Saying that, the first act to be purported as playing live at the club was Six Sed Red, a duo comprising Cindy Ecstasy on vocals (she who added the female vocal to Soft Cell’s track Torch) and Rick Holliday of lesser known early 80s cult band b-Movie (who I had seen live in Birmingham before their demise then rebirth) whose one and only single Shake It Right barely made an impact.

Unfortunately, the performance was billed as a showcase with the duo playing no more than a four-song set that seemed mimed to a backing track. Needless to say The Joint’s attempt at becoming a live music venue almost stalled at the first hurdle as the gathered crowd were not impressed. Learning from this mistake, the management decided that bands needed to play live and from that point onwards the building foundations were rocked to its very core. Kicking off with Vision we were treated to performances by many underground leading lights including Portion Control, 400 Blows, Brilliant (featuring Youth from Killing Joke), Specimen, Dormannu, Pleasure & The Beast, Skeletal Family and The Bollock Brothers/Red Lipstick. Though the most memorable performance The Joint witnessed came straight out of the London Bat-cave Gothic Nightclub enclave, when Alien Sex Fiend ripped the place to shreds. The onslaught was fabulous, the crowd screaming so much for more that the band couldn’t leave the stage and kept playing, with the lead singer Nik Fiend finally collapsing onto the floor and, as a way to show his appreciation of the adoration, kissing the stage as a mark of respect, leaving a wet sticky lipstick mark that was probably never washed off.

(Some photos from The Joint, my first venture into photographing live music)

(Photo descriptions are in the photo gallery on the main blog page)

The Joint didn’t last long, being shut down after its year and a half reign. Unfortunately the diverse nature of its clientele also attracted a certain element that didn’t like their non-conformity and the violence that occurred outside attracted constant police attention alongside the drug taking inside. So the license was revoked and the venue shut its doors after one last super party in 1984.
- - -
Copy out the full account of The Joint club word for word.
- - -
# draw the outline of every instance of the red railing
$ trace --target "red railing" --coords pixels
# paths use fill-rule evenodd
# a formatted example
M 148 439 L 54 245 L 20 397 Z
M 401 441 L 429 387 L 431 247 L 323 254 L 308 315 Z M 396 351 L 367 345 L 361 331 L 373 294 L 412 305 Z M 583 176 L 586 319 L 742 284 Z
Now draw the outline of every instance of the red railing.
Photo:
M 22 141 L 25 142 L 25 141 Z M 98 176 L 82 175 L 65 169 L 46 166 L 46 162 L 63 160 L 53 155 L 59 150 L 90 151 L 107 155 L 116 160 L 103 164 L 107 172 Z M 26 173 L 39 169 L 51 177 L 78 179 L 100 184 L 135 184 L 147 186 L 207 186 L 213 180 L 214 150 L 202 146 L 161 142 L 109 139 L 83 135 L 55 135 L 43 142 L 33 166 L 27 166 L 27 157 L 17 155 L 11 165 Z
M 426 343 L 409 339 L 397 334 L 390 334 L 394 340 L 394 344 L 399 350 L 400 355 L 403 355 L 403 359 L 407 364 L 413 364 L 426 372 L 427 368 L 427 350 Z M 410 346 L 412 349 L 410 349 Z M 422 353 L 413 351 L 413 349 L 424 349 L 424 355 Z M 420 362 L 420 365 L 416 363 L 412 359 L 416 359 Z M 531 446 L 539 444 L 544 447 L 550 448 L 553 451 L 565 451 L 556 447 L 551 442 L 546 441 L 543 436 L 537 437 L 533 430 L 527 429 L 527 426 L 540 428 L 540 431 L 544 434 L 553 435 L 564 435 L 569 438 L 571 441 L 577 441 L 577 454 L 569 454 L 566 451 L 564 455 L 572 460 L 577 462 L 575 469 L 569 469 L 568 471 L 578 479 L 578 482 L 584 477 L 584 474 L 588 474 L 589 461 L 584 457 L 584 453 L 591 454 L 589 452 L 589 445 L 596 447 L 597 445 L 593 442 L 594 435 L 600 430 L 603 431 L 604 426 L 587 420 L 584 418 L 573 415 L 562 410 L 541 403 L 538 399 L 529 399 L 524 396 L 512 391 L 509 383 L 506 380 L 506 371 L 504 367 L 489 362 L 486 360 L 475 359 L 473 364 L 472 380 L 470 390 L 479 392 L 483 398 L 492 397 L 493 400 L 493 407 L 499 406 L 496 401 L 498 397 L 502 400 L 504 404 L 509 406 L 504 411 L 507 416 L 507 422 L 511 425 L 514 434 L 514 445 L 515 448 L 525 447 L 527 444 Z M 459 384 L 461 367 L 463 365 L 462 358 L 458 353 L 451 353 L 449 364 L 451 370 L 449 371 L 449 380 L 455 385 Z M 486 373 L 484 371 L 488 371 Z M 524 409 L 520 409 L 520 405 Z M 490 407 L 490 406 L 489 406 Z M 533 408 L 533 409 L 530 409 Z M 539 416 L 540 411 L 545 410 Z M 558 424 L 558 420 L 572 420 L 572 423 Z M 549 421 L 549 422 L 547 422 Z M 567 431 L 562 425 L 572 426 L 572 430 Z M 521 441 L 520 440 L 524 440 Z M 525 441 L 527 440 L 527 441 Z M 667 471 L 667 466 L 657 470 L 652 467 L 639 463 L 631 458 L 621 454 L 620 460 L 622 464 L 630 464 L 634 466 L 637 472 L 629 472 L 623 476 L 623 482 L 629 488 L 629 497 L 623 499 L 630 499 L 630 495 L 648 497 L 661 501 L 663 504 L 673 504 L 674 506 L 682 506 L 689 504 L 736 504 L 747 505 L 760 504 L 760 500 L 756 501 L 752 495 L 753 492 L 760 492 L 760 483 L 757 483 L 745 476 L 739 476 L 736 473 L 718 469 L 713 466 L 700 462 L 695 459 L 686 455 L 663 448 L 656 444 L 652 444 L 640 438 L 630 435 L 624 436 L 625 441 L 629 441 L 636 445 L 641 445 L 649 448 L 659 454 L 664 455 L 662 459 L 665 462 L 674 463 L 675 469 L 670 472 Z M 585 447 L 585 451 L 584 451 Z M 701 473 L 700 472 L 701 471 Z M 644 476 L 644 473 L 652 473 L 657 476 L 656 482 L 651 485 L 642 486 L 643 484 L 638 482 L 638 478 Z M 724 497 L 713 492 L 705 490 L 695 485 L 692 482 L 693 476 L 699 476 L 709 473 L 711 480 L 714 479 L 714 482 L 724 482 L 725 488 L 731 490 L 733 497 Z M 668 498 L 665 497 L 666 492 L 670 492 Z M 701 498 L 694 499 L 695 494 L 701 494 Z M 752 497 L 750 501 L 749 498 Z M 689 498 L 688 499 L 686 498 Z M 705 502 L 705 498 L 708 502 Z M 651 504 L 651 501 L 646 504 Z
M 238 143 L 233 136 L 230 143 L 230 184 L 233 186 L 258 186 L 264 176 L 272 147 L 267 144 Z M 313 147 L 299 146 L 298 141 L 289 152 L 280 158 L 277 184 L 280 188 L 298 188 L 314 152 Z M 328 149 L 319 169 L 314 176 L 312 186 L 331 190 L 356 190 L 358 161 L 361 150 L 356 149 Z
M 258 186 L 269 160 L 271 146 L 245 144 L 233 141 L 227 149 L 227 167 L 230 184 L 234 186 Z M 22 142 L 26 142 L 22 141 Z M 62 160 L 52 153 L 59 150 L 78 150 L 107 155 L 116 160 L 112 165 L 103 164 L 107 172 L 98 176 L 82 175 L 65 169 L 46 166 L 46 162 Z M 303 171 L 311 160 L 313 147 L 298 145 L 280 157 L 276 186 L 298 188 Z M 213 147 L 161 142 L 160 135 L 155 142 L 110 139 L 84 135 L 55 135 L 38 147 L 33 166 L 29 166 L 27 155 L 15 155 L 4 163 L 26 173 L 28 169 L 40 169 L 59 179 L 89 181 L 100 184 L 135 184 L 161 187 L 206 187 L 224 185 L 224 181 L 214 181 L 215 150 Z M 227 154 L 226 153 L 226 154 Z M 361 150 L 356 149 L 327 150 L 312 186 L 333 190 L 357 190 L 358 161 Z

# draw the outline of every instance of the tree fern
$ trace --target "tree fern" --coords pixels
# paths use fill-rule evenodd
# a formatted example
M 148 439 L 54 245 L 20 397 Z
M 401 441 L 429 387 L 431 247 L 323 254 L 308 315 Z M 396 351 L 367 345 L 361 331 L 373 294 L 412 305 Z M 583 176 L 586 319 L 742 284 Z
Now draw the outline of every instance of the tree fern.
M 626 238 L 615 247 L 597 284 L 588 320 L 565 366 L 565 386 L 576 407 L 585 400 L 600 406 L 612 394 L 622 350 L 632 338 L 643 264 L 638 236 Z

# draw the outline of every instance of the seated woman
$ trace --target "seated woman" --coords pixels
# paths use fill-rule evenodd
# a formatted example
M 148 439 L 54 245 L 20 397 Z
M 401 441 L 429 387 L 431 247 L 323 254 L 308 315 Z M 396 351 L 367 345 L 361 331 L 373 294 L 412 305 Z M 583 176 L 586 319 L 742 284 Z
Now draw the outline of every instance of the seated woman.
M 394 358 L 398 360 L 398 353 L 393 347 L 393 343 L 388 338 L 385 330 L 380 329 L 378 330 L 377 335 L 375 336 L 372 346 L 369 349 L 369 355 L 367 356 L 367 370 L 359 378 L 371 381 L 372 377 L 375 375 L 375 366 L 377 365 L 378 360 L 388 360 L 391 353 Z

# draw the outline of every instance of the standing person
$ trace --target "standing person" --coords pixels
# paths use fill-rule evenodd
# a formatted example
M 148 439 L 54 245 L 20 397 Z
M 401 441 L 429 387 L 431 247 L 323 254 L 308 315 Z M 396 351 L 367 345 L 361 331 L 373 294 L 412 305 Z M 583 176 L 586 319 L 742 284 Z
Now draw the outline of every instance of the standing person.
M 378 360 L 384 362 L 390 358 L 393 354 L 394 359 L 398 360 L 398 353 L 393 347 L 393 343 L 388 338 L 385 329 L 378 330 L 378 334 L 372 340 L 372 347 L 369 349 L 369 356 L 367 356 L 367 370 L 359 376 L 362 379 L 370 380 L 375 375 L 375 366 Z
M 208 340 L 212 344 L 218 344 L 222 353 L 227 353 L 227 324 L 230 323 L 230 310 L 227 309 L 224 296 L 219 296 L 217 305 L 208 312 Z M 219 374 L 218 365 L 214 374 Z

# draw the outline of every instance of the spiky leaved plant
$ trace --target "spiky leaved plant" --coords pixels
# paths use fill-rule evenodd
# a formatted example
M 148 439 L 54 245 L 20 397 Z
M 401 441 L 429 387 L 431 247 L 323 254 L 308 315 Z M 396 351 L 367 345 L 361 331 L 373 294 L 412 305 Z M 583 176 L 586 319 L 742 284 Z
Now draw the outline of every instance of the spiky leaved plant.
- - -
**Result of this task**
Saying that, the first act to be purported as playing live at the club was Six Sed Red, a duo comprising Cindy Ecstasy on vocals (she who added the female vocal to Soft Cell’s track Torch) and Rick Holliday of lesser known early 80s cult band b-Movie (who I had seen live in Birmingham before their demise then rebirth) whose one and only single Shake It Right barely made an impact.

Unfortunately, the performance was billed as a showcase with the duo playing no more than a four-song set that seemed mimed to a backing track. Needless to say The Joint’s attempt at becoming a live music venue almost stalled at the first hurdle as the gathered crowd were not impressed. Learning from this mistake, the management decided that bands needed to play live and from that point onwards the building foundations were rocked to its very core. Kicking off with Vision we were treated to performances by many underground leading lights including Portion Control, 400 Blows, Brilliant (featuring Youth from Killing Joke), Specimen, Dormannu, Pleasure & The Beast, Skeletal Family and The Bollock Brothers/Red Lipstick. Though the most memorable performance The Joint witnessed came straight out of the London Bat-cave Gothic Nightclub enclave, when Alien Sex Fiend ripped the place to shreds. The onslaught was fabulous, the crowd screaming so much for more that the band couldn’t leave the stage and kept playing, with the lead singer Nik Fiend finally collapsing onto the floor and, as a way to show his appreciation of the adoration, kissing the stage as a mark of respect, leaving a wet sticky lipstick mark that was probably never washed off.

(Some photos from The Joint, my first venture into photographing live music)

(Photo descriptions are in the photo gallery on the main blog page)

The Joint didn’t last long, being shut down after its year and a half reign. Unfortunately the diverse nature of its clientele also attracted a certain element that didn’t like their non-conformity and the violence that occurred outside attracted constant police attention alongside the drug taking inside. So the license was revoked and the venue shut its doors after one last super party in 1984.